_Requirements_: Locate every line in the data below that contains the string "head", treating uppercase and lowercase as distinct, and copy each such line in full.

Dataset records about object locations:

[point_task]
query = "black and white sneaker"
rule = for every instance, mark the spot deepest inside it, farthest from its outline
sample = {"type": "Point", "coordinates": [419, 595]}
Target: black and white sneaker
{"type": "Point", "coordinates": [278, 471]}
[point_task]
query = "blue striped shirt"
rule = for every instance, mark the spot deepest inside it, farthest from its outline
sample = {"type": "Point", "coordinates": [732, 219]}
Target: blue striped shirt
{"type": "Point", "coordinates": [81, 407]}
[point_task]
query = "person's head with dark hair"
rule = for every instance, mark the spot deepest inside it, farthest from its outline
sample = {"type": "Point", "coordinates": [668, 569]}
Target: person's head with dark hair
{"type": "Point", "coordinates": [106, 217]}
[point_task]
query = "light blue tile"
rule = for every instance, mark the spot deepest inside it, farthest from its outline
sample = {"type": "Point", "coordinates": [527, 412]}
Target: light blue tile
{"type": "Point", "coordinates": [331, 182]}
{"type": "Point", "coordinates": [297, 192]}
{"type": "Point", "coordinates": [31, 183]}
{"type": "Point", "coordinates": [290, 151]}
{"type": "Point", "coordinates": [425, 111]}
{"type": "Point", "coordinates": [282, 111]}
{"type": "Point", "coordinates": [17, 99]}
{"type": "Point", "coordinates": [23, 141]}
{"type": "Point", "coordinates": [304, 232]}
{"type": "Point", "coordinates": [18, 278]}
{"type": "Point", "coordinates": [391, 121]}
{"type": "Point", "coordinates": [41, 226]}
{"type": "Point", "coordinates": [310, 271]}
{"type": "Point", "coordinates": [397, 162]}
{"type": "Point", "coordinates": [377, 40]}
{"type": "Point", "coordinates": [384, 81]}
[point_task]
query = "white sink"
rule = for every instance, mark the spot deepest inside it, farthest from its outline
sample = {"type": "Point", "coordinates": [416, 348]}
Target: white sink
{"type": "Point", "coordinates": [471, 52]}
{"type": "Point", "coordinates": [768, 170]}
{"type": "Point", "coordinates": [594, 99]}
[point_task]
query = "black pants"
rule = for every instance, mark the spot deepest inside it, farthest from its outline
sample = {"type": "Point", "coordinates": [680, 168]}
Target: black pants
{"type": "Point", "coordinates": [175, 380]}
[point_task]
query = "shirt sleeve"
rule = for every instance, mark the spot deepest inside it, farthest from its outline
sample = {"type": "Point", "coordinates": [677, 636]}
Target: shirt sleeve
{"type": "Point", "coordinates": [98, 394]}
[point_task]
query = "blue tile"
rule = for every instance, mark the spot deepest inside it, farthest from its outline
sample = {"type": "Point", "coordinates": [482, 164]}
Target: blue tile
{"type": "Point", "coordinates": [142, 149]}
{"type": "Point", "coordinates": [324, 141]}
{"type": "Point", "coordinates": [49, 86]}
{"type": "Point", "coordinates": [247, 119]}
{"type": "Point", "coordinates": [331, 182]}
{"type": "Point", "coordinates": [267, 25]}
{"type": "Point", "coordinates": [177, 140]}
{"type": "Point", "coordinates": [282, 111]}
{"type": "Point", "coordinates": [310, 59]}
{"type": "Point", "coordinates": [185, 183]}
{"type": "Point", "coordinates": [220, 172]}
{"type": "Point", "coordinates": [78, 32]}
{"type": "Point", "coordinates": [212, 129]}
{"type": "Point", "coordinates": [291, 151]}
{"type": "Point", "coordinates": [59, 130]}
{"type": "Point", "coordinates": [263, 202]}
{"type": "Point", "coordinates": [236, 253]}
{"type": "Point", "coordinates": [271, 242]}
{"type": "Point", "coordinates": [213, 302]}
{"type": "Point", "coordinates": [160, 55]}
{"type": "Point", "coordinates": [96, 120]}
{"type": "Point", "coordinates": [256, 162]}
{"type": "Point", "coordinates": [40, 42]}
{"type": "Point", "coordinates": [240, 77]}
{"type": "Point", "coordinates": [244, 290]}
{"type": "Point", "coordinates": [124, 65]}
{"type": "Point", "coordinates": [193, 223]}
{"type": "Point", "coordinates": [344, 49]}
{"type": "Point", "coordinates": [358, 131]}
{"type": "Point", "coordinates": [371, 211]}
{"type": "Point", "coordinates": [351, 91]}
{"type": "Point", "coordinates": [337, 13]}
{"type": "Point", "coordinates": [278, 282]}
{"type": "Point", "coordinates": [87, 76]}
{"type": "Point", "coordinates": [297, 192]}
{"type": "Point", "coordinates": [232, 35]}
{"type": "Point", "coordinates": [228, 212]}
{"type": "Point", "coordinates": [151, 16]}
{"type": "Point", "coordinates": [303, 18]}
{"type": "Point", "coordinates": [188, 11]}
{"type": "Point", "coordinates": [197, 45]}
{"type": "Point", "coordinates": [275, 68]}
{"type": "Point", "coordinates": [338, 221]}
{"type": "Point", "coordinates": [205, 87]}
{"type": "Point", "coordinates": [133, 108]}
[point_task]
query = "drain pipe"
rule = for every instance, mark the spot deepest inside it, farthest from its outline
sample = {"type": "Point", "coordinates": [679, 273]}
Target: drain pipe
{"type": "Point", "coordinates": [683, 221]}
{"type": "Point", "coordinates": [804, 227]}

_Expected answer_:
query = "person's head with dark hair"
Target: person's head with dark hair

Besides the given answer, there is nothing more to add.